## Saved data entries
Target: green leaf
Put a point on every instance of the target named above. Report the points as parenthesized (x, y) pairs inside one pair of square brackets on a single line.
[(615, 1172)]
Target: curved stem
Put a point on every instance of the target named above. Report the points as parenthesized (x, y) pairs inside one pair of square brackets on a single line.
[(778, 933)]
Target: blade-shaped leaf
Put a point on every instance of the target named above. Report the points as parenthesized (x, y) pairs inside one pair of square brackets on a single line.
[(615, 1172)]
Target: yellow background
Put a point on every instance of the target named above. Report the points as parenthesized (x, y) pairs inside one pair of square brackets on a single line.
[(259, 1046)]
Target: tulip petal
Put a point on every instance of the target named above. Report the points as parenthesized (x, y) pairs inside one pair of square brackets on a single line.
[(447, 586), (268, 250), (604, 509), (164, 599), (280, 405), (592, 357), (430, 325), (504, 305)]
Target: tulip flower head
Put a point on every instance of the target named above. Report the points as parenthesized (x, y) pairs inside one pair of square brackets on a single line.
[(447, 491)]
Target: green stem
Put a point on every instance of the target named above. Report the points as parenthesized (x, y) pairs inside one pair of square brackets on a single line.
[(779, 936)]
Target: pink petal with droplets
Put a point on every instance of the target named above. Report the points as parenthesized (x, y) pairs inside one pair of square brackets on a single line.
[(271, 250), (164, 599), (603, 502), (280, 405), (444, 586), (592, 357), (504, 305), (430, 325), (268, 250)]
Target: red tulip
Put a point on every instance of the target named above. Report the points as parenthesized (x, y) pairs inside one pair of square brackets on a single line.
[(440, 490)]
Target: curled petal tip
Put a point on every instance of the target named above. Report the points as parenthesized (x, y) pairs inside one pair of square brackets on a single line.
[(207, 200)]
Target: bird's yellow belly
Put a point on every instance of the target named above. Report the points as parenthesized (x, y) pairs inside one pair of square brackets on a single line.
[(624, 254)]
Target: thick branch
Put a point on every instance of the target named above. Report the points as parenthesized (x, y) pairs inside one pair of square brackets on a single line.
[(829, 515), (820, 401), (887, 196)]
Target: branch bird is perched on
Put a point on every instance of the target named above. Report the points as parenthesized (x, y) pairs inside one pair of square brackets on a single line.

## PROBLEM TO WORK ON
Please arrange every line of the items above as a numbered list, leaving out any blank lines.

## CORRECT RESPONSE
1. Target: green leaf
2. Put a point on every instance of the target named above. Report the points as parenthesized (x, y) pairs inside one pair of square brackets on a single line.
3. [(615, 1172)]
4. Target: curved stem
5. Put a point on every instance of the target named above. Report the points as parenthesized (x, y) pairs inside one pair of square brackets on a single line.
6. [(778, 933)]
7. Target: blade-shaped leaf
8. Put a point on every instance of the target named above. Report the points as parenthesized (x, y) pairs inside one pair of square brackets on a single line.
9. [(615, 1172)]
10. Target: yellow background
11. Put a point on every instance of the target named above. Report the points as parenthesized (x, y) pairs inside one pair of square brackets on a single line.
12. [(259, 1046)]
13. Target: tulip petal
14. Put a point on every instance of the target named above. Report the points as parenthesized (x, y) pairs inside one pair of square brackets on a single line.
15. [(447, 586), (268, 250), (604, 509), (164, 599), (280, 405), (592, 357), (430, 325), (504, 305)]
16. Target: tulip flower head
17. Put a point on every instance of the target named above. Report the points as parenthesized (x, y) pairs inside one pair of square brackets on a single line.
18. [(447, 491)]
19. Target: green stem
20. Put a point on every instance of the target named above. Report the points as parenthesized (x, y) pairs inside one pair of square brackets on a single line.
21. [(779, 936)]
22. Target: pink petal with droplets
23. Put a point on every instance of the target named above. Report the points as parenthesized (x, y) pairs inside one pair of square brackets on a single line.
24. [(271, 250), (164, 599), (603, 502), (280, 405), (444, 586), (592, 357), (504, 305), (430, 325), (268, 250)]
25. Target: red tulip
26. Put a point on every instance of the target named above. Report the points as parenthesized (x, y) pairs inside one pair of square brackets on a single line.
27. [(440, 490)]
28. Target: curled petal tip
29. Put a point on every instance of the target named above. Report the points as parenthesized (x, y) pairs inside one pair of square brackets on a single line.
30. [(207, 200)]
31. Target: bird's yellow belly
32. Put a point on every instance of the target named above. Report the points as parenthesized (x, y) pairs inside one pair of square brackets on a single line.
33. [(624, 254)]
34. Target: thick branch
35. Put a point on every instance of the target named above. Report the points as parenthesized (x, y) pairs inside one pair of square brackets on a single line.
36. [(829, 515), (820, 401), (887, 196)]
37. Target: branch bird is perched on
38. Put a point on every instance of the target named above. Report the points as parenthesized (x, y) pairs inside one pair of square brackets on a single line.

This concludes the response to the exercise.